───── Lesetext ─────

Sie sind Nordrhein-Westfalen treu geblieben. Seit 2002 forschen Sie am Max-Planck-Institut für Kohlenforschung in Mülheim an der Ruhr. Seit 2005 leiten Sie das Institut als einer der Direktoren. Welche Vorteile bietet Ihnen der Wissenschaftsstandort NRW?
Als Max-Planck-Institut werden wir maßgeblich vom Bund und vom Land finanziert, insofern spielt das Land Nordrhein-Westfalen für meine Forschung eine enorme Rolle. Gleichzeitig ist NRW als Standort für eine Forschungseinrichtung deswegen so günstig, weil es im Umfeld so viele Universitäten gibt. Das ist vorteilhaft bei der Akquise von neuen Mitarbeiterinnen und Mitarbeitern und auch, wenn es darum geht, Kooperationspartner zu finden. Ich reise gerne und viel, und da kommt mir das Ruhrgebiet ebenfalls gelegen: wir sind verkehrstechnisch sehr gut angebunden.
Kommen wir noch einmal zurück zu Ihrem berühmten Experiment mit der Aminosäure Prolin. Heute ist die von Ihnen begründetet Methode der organischen Katalyse Standard. Das konnten Sie 1999 aber nicht ahnen. Sie wussten nicht, ob Ihr Versuch gelingt. Vor Ihnen hatte das noch keiner probiert. Zum Glück haben Sie es trotzdem gewagt. Ist Mut also die geheime Zutat für eine erfolgreiche Wissenschaftskarriere oder was würden Sie den Mitgliedern unseres Jungen Kollegs raten?

─────

### Arbeitsanweisungen
• 1. Gib aus dem Lesetext den Abschnitt wortgetreu wieder, der mit den Worten "Sie sind Nordrhein-Westfalen" anfängt und mit "sehr gut angebunden." aufhört.
• 2. Seit wann leitet die befragte Person laut Lesetext das Max-Planck-Institut für Kohlenforschung?

───── Vorliegende Angaben ─────

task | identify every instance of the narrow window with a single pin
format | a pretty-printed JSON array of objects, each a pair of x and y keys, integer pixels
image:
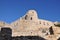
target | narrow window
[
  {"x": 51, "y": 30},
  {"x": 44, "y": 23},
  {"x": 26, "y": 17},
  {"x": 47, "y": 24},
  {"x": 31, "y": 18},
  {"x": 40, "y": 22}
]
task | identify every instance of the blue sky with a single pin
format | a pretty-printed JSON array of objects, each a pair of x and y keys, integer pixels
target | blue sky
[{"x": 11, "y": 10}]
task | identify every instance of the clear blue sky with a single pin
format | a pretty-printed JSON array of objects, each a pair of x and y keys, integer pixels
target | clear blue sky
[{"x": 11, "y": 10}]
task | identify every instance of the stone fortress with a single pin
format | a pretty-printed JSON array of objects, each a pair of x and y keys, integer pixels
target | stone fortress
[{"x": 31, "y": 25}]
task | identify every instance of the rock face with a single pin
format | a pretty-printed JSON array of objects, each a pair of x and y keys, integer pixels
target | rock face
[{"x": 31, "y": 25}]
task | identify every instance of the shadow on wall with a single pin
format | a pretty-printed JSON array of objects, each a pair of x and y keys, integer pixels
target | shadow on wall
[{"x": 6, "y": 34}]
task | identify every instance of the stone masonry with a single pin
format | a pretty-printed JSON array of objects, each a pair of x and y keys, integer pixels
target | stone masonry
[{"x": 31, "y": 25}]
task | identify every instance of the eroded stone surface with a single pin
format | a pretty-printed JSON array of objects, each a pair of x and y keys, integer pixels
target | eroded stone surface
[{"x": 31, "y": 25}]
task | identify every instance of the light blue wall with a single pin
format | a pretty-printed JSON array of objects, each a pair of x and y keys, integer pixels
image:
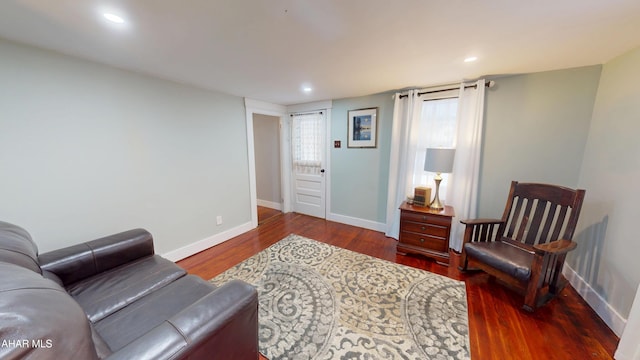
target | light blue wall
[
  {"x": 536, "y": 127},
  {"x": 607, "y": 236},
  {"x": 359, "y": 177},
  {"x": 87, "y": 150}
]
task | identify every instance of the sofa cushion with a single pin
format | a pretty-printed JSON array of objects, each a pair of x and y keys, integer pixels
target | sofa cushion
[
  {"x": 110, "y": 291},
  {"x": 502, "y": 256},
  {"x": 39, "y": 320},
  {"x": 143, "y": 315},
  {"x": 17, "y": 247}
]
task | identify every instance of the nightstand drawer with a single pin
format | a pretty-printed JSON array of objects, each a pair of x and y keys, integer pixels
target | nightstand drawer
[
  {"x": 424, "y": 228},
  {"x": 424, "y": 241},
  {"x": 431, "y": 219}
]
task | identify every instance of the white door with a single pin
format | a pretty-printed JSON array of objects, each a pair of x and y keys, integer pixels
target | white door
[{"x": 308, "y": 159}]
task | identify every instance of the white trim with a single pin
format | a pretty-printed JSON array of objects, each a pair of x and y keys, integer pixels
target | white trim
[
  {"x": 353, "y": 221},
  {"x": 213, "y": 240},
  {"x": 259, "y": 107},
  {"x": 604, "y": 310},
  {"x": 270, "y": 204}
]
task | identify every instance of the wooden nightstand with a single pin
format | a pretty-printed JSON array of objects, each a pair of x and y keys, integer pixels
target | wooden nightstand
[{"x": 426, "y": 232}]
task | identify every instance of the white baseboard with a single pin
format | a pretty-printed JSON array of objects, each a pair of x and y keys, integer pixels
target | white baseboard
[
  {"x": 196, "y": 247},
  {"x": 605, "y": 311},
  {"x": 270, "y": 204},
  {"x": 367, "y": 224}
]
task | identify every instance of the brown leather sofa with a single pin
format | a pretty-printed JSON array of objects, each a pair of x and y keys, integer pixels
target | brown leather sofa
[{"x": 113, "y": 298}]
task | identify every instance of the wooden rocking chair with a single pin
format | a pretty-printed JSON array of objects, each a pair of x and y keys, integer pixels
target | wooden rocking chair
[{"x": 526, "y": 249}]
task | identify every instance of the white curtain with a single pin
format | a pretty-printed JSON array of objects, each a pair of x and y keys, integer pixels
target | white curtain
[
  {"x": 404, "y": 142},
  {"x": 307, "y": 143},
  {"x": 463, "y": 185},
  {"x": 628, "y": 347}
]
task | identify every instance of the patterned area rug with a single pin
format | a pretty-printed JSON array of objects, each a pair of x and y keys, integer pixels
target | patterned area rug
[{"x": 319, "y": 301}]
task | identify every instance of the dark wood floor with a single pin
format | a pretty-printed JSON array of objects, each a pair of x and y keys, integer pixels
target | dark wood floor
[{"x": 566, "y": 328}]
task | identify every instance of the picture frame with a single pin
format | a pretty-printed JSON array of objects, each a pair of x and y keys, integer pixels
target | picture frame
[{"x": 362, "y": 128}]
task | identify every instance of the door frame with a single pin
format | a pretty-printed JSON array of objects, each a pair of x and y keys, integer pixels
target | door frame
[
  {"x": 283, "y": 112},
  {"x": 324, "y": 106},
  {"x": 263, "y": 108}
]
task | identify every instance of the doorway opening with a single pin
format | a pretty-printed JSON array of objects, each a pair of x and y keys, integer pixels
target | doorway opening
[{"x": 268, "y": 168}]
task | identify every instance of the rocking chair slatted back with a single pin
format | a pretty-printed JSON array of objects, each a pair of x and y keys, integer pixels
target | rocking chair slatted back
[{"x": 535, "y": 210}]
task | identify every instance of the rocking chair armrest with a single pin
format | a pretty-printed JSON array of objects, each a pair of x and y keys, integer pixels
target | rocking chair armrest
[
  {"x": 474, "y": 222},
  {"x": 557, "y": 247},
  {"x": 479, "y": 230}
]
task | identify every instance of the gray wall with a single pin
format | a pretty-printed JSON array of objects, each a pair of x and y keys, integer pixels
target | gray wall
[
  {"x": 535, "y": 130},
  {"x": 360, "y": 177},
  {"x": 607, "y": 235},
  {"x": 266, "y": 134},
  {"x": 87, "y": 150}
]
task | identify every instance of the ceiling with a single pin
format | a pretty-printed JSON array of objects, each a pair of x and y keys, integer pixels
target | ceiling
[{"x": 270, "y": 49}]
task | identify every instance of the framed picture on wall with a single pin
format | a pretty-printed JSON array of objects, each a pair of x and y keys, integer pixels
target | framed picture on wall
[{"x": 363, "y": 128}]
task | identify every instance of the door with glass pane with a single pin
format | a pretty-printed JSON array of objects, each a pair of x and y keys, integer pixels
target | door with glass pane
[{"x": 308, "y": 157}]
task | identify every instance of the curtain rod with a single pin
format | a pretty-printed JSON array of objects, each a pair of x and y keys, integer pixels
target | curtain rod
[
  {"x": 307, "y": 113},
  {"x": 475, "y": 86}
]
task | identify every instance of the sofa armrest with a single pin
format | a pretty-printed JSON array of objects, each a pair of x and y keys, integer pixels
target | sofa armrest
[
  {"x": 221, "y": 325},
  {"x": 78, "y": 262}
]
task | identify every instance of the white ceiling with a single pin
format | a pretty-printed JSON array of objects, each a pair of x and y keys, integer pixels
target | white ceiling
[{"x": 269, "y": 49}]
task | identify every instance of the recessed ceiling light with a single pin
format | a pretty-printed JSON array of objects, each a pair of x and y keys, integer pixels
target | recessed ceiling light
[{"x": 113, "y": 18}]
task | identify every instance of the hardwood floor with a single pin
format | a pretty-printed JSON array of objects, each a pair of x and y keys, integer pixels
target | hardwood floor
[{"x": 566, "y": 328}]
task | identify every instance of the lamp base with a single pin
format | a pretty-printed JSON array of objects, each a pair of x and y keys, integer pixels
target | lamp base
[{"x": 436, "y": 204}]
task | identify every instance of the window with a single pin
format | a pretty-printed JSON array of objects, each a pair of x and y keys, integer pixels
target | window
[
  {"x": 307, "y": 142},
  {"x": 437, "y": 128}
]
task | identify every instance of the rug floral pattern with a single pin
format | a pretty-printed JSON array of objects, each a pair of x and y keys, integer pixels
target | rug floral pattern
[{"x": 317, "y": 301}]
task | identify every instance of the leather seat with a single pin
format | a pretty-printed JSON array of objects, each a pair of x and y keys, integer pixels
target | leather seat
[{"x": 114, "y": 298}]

─────

### Lösungen der Reihe nach
• 1.
Sie sind Nordrhein-Westfalen treu geblieben. Seit 2002 forschen Sie am Max-Planck-Institut für Kohlenforschung in Mülheim an der Ruhr. Seit 2005 leiten Sie das Institut als einer der Direktoren. Welche Vorteile bietet Ihnen der Wissenschaftsstandort NRW?
Als Max-Planck-Institut werden wir maßgeblich vom Bund und vom Land finanziert, insofern spielt das Land Nordrhein-Westfalen für meine Forschung eine enorme Rolle. Gleichzeitig ist NRW als Standort für eine Forschungseinrichtung deswegen so günstig, weil es im Umfeld so viele Universitäten gibt. Das ist vorteilhaft bei der Akquise von neuen Mitarbeiterinnen und Mitarbeitern und auch, wenn es darum geht, Kooperationspartner zu finden. Ich reise gerne und viel, und da kommt mir das Ruhrgebiet ebenfalls gelegen: wir sind verkehrstechnisch sehr gut angebunden.

• 2. Seit 2005.